■ **作業指示**:
(1) ソフィア王妃芸術センター訪問記の内容を2文でまとめてください。
(2) ソフィア王妃芸術センター訪問記で、筆者が「segundo」と序数を使って注文したとき、店ではどう聞き返されましたか？
(3) ソフィア王妃芸術センター訪問記を、最後の文に続けて書き継いでください。
---------- 読解文
ソフィア王妃芸術センター

昨日は、午前中に仕事を1件こなした後、午後に時間があったので、スペイン現代美術の殿堂と言われる「ソフィア王妃芸術センター(Museo Nacional Centro de Arte Reina Sofía)に行ってきました。

とはいえ、昼も14時ぐらいだったので、さすがにお腹が減っていましたので、まずはバール(Bar)へ。王立劇場近くの脇道にあった、外にコンビネーションメニューの写真がでかでか張り出されているバールに入ってみました。

注文は、ポテトフライと鶏肉のフライ、目玉焼きのお皿。ていねいに「Plato combinados segundo, por favor.(2番目のコンビネーションのお皿をください」と序数(segundo)で言ってみたのですが、余計だったみたいで「Numero dos?(ナンバー2?)」と聞き返され、ちょっとがっかり。

気を取り直して、ソフィアに向かいます。地下鉄に乗って「アトーチャ」駅で降りるとすぐ。このアトーチャ駅というのが面白いです。地下鉄駅なんですが、エキナカのお店がたくさん。パン、お菓子、軽食あたりは当たり前ですが、写真屋、化粧品、アクセサリーのお店までありました。カオスですね。

アトーチャ駅を左に見ながら少し歩くと、ソフィア芸術センターの正面に来ます。もともと病院だった建物をリノベーションして、正面にガラスのエレベータを2基くっつけた建物です。現代アートの美術館というとフランスのポンピドゥーがあると思いますが、個人的にはカラフルでダクトだらけのポンピドゥーよりも、白を基調にまとめられてこぢんまりしているこちらのほうが好きでした。
--------------------
---------- 提供資料
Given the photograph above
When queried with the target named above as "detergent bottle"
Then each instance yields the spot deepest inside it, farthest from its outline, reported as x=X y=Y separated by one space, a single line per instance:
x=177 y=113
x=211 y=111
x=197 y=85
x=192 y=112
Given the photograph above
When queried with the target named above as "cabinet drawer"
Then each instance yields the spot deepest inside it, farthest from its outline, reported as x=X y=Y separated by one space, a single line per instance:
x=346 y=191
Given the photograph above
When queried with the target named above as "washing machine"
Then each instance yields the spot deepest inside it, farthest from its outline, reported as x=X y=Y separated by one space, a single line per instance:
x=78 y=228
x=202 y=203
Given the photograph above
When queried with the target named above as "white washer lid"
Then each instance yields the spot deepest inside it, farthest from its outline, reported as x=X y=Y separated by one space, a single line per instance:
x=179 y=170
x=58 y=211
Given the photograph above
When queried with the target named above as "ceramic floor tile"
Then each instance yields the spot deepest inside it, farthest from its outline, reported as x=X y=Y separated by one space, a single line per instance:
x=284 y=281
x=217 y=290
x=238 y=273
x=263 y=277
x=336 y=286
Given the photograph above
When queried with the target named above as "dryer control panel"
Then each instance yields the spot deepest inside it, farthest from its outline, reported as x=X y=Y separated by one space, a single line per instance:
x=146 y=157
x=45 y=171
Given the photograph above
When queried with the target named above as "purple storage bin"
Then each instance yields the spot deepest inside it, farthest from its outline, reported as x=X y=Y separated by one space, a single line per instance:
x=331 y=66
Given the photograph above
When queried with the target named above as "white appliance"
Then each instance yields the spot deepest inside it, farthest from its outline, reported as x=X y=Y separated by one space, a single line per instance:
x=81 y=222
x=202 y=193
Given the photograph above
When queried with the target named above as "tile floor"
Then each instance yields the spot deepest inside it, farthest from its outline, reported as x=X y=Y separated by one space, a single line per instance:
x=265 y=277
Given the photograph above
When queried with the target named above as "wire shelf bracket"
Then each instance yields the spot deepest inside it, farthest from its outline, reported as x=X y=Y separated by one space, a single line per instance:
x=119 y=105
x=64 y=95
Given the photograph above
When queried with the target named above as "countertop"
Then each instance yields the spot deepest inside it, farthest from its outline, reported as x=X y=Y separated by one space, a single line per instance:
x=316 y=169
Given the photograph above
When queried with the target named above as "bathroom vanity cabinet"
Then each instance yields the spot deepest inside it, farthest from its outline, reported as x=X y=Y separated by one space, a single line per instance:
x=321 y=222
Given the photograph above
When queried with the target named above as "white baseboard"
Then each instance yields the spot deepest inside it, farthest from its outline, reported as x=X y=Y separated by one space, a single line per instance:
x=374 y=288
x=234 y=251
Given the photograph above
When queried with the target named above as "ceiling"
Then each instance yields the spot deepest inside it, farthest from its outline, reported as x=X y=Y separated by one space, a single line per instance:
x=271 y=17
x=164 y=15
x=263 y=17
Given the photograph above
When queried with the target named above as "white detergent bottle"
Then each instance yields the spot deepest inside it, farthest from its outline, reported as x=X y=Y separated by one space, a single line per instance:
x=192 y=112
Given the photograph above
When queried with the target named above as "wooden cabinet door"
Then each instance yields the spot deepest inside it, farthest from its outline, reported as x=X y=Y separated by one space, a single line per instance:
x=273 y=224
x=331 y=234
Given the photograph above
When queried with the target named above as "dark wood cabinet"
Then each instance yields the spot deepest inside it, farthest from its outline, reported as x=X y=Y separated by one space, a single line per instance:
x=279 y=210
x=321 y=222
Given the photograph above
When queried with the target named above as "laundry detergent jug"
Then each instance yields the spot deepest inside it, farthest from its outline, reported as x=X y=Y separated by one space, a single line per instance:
--------------------
■ **本問の解答**:
(1) 筆者は午後に時間が空いたので、まずバールで食事をとり、それから地下鉄でアトーチャ駅まで行ってソフィア王妃芸術センターを訪れた。センターはもと病院だった建物をリノベーションし、正面にガラスのエレベーターを2基付けたもので、筆者は、白を基調にこぢんまりとまとめられたこの美術館のほうがポンピドゥーより好きだった。

(2) 「Numero dos?(ナンバー2?)」と聞き返された。

(3)
ソフィア芸術センターには、何があるかって?スペインの現代アートと言えば、もちろん!ピカソです。そう、ここにはあの「ゲルニカ」が所蔵されているんです。「ゲルニカ」はもともと1981年にニューヨークからマドリッドプラド美術館に移されたのですが、その後92年にこのセンターのオープンと同時に、目玉作品として移されました。今は2階の常設展示場に、61点の習作とともに展示されています。

例によって展示スペースは写真撮影禁止だったのでご紹介できませんが、「ゲルニカ」は展示されている場所の3メートルぐらい手前まで、白い床板が張ってあって立ち入り禁止になっています。その床板の近くまで近づいて座って眺めようとしたら、「プー」というブザーが鳴りました。どうやら、板に近づいただけで感知されて警報が鳴るようになってるみたいです。以前は防弾ガラスのケースに入れられていたそうですが、さすがに今はそれは取り払われていました。

ソフィアには、他にもミロ、ダリ、フアン・グリスなどの20世紀のアーティストの作品が所蔵されていますが、そうした常設展示スペース以外に、特別展示や図書館の入っている新館が、南側にくっついています。上の写真はその新館を、サンタマリア通りから見たところ。建物の壁に、半透明でスペースの案内が書かれています。図書館だけにそれを意図しているのでしょうが、まさに巨大な書籍の目次のようです。

新館の内側の吹き抜けから新館を見上げたところです。巨大な屋外芸術作品が吹き抜けに立っています。ガラス張りでカッコイイ。

ライブラリです。地下から2階ぐらいまで吹き抜けになっていて、1階から地下のフロアの様子が見られます。私が昔、11月にパリのポンピドゥーに行ったときには、図書館は学生でごった返していましたが、ソフィアの図書館はガラガラでした。芸術系の学生はマドリッドにはあまりいないのでしょうか。

図書館の横のブックストアです。1階にはソフィアに展示されている作品の絵はがきから作家の本、カタログなどが並んでいました。2階には哲学や文学の本もあったようです。

今回、一番の発見は、自分は実はミロがあまり好きじゃなかったということを知ったことです。昔から教科書に載っているミロの絵が好きでしたが、今回部屋中にミロの絵が並んでいるところを見て、全然感動しませんでした。というか、「もうちょっと意味のあるもの描いてよ!」と思ってしまいました。いや、もちろんそれぞれの絵には意味があるのでしょうが、何となくなじめません。たぶん、絵のタイトルを見ないと何が描かれているのか理解できない(現代アートって多かれ少なかれ皆そうですが)のにだんだん腹が立ってきたのかも(笑)。自分が年取った証拠ですかね。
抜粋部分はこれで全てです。